Copy everything from the start of the material down through the line containing "6, 77, 20, 83", requests included. Scale each bounding-box coordinate in the answers by 1.65, rounding to whole numbers with halves rounded up, and leave the numbers in the requests and their format samples as they are.

Annotated coordinate records:
*-*-*

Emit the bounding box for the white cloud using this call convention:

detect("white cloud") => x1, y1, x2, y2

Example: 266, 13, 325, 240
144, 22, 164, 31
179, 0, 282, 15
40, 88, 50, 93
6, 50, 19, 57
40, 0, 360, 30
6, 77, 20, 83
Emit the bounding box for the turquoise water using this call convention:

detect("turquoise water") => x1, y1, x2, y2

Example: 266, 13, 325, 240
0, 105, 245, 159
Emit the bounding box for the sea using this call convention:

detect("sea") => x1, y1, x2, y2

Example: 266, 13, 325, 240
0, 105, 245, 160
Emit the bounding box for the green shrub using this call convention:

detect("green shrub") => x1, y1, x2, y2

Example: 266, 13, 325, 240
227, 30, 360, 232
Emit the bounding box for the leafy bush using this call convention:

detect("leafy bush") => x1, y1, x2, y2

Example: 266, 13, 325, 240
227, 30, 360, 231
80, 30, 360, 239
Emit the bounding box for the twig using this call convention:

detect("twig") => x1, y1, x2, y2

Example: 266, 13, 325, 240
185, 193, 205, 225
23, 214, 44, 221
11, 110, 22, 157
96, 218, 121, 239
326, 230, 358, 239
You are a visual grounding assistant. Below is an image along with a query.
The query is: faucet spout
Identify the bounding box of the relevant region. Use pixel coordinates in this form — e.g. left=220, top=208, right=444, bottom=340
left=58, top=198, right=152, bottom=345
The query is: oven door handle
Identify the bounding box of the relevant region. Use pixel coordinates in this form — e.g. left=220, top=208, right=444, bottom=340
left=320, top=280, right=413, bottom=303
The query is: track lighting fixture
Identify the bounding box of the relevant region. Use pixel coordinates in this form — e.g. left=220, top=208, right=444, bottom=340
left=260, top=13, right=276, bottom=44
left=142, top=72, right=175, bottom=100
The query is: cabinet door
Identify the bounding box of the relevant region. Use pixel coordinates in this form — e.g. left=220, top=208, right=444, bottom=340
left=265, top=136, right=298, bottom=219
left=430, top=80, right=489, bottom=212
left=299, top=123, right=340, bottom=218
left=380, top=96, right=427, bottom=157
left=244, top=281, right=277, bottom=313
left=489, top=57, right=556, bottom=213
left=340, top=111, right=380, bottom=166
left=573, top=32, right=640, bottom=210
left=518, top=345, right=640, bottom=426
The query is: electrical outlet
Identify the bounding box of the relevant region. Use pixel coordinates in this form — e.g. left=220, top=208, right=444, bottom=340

*-*-*

## Full answer:
Emit the bounding box for the white cloud using this call convention:

detect("white cloud") => x1, y1, x2, y2

Example: 266, 13, 325, 240
238, 36, 271, 51
295, 0, 465, 25
66, 145, 83, 153
10, 83, 31, 94
66, 0, 594, 50
10, 127, 33, 137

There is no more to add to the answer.